### Information
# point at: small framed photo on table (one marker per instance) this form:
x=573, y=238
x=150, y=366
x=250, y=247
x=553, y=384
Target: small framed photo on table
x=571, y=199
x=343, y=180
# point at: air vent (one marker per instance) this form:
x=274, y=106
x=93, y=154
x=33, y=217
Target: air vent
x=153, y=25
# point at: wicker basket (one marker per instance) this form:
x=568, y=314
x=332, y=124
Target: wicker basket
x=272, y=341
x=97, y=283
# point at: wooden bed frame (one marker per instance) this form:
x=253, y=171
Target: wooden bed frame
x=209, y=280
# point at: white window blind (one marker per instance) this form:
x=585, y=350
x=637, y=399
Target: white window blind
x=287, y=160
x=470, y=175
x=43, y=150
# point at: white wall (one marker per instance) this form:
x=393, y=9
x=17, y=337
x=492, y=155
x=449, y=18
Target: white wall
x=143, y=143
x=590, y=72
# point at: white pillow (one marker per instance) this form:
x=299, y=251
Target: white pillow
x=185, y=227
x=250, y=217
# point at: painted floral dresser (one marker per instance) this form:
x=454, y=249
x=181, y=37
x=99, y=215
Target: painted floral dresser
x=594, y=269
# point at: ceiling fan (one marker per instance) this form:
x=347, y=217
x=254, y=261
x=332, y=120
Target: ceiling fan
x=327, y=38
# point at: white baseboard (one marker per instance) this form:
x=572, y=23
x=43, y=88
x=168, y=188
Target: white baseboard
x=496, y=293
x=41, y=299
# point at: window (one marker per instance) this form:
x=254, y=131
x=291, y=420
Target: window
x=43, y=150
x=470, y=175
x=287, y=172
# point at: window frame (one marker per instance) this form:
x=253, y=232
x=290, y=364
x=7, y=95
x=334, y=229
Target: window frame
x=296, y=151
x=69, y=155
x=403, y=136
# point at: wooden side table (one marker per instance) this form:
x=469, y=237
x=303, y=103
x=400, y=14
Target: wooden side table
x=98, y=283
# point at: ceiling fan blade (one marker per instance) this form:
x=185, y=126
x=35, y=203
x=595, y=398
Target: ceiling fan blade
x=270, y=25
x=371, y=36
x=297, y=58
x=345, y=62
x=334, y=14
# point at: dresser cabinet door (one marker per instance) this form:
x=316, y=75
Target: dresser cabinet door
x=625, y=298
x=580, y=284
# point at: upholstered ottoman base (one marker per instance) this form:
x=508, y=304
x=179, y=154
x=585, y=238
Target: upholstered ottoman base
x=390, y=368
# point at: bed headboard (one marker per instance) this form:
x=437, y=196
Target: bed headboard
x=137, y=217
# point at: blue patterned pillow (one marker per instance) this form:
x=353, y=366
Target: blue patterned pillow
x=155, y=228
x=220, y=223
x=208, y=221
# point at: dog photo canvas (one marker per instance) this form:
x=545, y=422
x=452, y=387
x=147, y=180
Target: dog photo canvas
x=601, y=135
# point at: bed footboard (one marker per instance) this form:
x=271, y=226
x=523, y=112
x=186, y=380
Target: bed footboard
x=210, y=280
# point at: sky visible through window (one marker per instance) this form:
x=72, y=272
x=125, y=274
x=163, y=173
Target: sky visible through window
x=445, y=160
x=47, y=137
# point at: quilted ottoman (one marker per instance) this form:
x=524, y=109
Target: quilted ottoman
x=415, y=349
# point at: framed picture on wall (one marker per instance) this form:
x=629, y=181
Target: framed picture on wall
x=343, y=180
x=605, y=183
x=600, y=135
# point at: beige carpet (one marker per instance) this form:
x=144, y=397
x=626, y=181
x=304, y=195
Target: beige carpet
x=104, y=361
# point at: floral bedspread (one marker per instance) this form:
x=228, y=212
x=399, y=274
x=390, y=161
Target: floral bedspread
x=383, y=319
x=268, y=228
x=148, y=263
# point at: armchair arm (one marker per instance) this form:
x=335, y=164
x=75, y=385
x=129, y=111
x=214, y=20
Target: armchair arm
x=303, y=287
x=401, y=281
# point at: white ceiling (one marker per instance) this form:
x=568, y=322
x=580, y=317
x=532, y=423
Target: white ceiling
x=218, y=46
==
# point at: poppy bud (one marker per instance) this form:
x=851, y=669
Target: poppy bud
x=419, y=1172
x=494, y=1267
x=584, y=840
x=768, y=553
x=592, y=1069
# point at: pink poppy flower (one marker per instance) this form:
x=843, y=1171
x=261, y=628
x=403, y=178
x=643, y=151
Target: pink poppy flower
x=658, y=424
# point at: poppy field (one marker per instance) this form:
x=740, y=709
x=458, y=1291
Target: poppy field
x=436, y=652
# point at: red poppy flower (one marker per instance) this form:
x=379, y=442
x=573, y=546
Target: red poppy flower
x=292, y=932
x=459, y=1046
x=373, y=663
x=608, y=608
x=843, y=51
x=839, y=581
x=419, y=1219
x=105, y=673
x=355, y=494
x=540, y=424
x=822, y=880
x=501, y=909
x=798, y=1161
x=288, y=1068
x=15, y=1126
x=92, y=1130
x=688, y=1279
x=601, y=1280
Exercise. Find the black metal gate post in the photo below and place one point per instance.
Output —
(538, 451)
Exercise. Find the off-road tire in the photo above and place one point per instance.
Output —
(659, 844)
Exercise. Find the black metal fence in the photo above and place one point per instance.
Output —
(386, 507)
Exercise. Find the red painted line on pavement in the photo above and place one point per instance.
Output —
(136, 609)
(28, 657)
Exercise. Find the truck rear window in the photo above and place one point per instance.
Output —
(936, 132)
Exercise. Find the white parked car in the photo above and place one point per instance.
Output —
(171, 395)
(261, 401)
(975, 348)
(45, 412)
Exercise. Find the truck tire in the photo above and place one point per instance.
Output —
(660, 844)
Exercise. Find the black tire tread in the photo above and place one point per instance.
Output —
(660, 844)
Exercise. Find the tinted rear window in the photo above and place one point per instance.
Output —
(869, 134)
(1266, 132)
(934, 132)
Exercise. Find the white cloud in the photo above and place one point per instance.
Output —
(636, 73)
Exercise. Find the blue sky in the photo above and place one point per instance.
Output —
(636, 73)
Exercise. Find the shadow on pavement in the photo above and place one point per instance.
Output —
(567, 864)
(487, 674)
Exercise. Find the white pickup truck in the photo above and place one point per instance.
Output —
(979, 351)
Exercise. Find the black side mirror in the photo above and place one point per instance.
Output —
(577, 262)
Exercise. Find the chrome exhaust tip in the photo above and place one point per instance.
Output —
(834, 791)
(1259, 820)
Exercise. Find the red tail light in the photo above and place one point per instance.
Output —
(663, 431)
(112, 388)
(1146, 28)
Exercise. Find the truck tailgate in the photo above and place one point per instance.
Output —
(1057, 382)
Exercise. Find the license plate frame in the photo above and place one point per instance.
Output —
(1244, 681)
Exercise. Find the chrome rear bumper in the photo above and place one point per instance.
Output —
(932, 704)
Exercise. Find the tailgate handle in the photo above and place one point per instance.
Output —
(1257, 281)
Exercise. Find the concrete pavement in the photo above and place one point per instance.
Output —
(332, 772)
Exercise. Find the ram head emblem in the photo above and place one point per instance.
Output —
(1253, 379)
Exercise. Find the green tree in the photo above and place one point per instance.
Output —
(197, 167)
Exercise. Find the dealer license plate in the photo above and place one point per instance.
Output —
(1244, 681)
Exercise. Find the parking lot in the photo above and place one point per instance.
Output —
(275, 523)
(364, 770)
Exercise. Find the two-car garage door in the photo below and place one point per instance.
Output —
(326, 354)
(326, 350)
--
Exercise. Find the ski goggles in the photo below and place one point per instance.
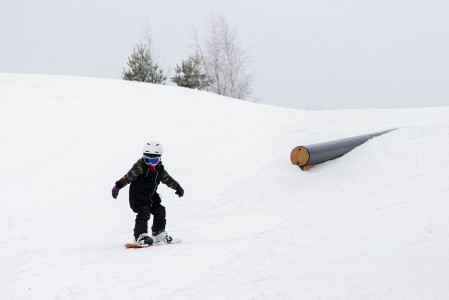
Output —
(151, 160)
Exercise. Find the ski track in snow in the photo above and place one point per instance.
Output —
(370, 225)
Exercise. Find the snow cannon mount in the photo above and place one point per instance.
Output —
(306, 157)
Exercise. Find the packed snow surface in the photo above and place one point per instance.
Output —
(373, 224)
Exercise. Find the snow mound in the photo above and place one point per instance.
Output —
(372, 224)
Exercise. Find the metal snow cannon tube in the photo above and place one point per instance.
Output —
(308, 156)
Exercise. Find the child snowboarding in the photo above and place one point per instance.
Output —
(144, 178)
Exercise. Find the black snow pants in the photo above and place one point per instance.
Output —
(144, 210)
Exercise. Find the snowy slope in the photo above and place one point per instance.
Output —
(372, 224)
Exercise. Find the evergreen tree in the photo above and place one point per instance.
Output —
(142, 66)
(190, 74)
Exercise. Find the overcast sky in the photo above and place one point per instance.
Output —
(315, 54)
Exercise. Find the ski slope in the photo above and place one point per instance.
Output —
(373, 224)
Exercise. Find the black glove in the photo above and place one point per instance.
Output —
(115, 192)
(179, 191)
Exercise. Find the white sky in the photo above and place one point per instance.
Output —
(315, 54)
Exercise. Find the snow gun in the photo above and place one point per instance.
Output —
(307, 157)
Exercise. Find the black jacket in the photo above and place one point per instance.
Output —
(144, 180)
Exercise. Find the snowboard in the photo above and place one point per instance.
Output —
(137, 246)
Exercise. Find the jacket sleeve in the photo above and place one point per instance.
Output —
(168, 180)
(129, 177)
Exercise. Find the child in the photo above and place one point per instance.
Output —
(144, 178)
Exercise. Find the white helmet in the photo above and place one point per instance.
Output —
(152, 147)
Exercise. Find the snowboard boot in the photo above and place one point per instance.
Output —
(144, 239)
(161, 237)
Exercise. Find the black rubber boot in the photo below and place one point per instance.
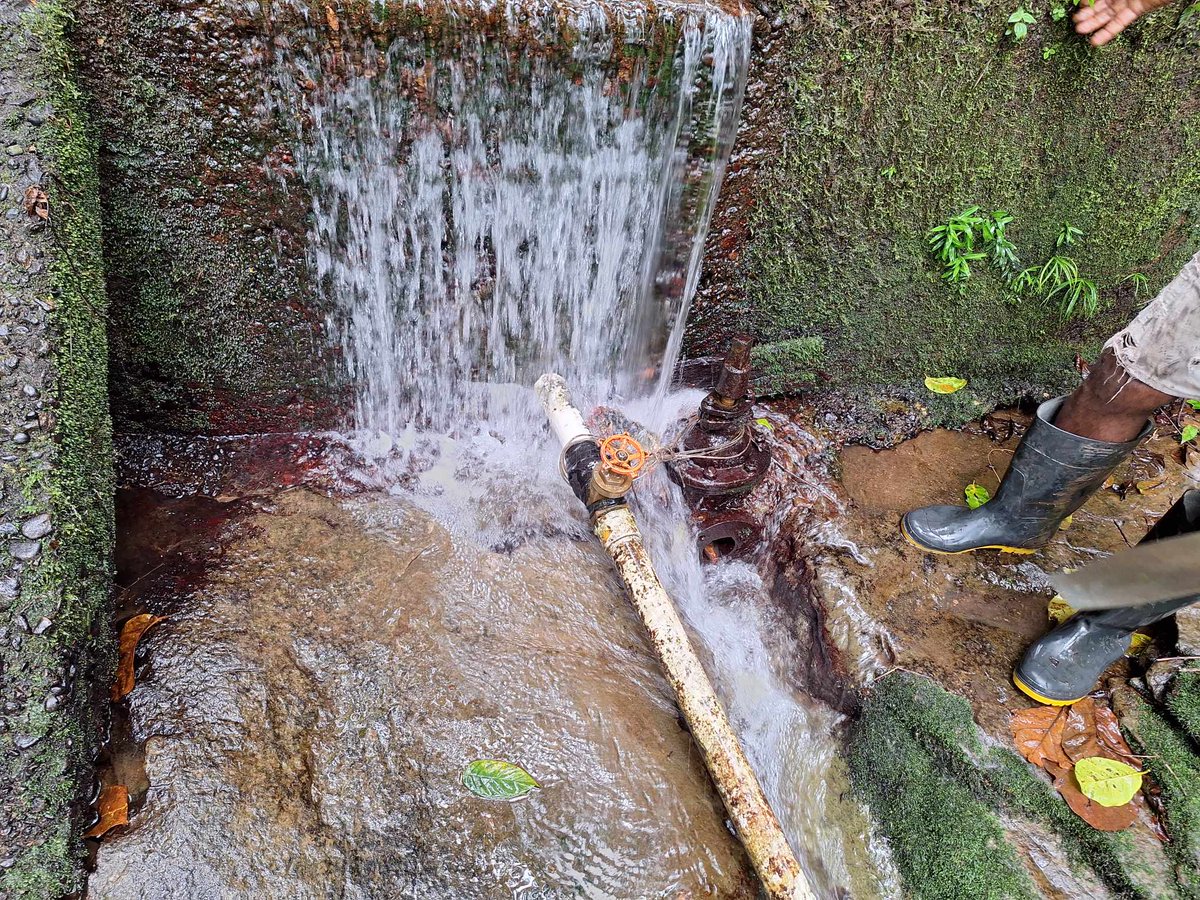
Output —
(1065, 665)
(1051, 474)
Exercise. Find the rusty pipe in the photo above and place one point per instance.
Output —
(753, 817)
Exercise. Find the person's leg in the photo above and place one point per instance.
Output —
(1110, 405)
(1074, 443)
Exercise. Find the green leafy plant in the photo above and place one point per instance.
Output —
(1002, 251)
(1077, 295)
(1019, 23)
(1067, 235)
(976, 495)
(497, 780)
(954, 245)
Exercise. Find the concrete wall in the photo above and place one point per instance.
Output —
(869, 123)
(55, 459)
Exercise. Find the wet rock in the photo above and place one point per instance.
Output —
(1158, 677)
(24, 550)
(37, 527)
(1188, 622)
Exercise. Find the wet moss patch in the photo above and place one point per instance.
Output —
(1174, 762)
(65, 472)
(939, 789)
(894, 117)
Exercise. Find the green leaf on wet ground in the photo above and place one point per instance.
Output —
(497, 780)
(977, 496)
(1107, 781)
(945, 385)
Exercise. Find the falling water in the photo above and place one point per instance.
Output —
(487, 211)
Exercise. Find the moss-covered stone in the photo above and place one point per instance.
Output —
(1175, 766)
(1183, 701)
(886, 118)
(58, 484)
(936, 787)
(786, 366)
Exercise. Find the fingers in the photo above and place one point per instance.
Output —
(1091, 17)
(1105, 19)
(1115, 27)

### Assignment
Take the records above and return, word for word, only the lines that fall from the line with "# point at: small" to the line with "x=334, y=229", both of them included.

### The completed task
# point at: small framed photo on table (one marker per instance) this form:
x=573, y=238
x=150, y=366
x=250, y=247
x=553, y=384
Target: small framed photo on table
x=571, y=199
x=343, y=180
# point at: air vent (one marker per instance) this form:
x=274, y=106
x=93, y=154
x=33, y=217
Target: air vent
x=153, y=25
# point at: wicker basket (one marker per instance) this form:
x=568, y=314
x=332, y=124
Target: wicker basket
x=272, y=341
x=97, y=283
# point at: wooden bed frame (one marker per instance) this form:
x=253, y=171
Target: wooden bed frame
x=209, y=280
# point at: white window blind (one marker per instance) this form:
x=585, y=350
x=637, y=399
Target: white window blind
x=287, y=160
x=470, y=175
x=43, y=150
# point at: white wall (one marker per instance) this form:
x=393, y=9
x=17, y=337
x=492, y=155
x=449, y=18
Target: white wall
x=143, y=143
x=590, y=72
# point at: white pillow (one marker per instance) this form:
x=299, y=251
Target: white pillow
x=185, y=227
x=250, y=217
# point at: painted floral dresser (one marker per instance) this form:
x=454, y=249
x=181, y=37
x=99, y=215
Target: painted floral dresser
x=594, y=269
# point at: ceiling fan (one marker per instance) this form:
x=347, y=217
x=254, y=261
x=332, y=120
Target: ceiling fan
x=327, y=38
# point at: white baseboard (one marker per instance) this form:
x=572, y=23
x=43, y=88
x=168, y=188
Target: white baseboard
x=496, y=293
x=41, y=299
# point at: window (one marker per instance) this form:
x=254, y=131
x=291, y=420
Target: window
x=43, y=150
x=470, y=175
x=287, y=172
# point at: window frame (one marker per instance) this form:
x=253, y=232
x=290, y=364
x=7, y=95
x=334, y=229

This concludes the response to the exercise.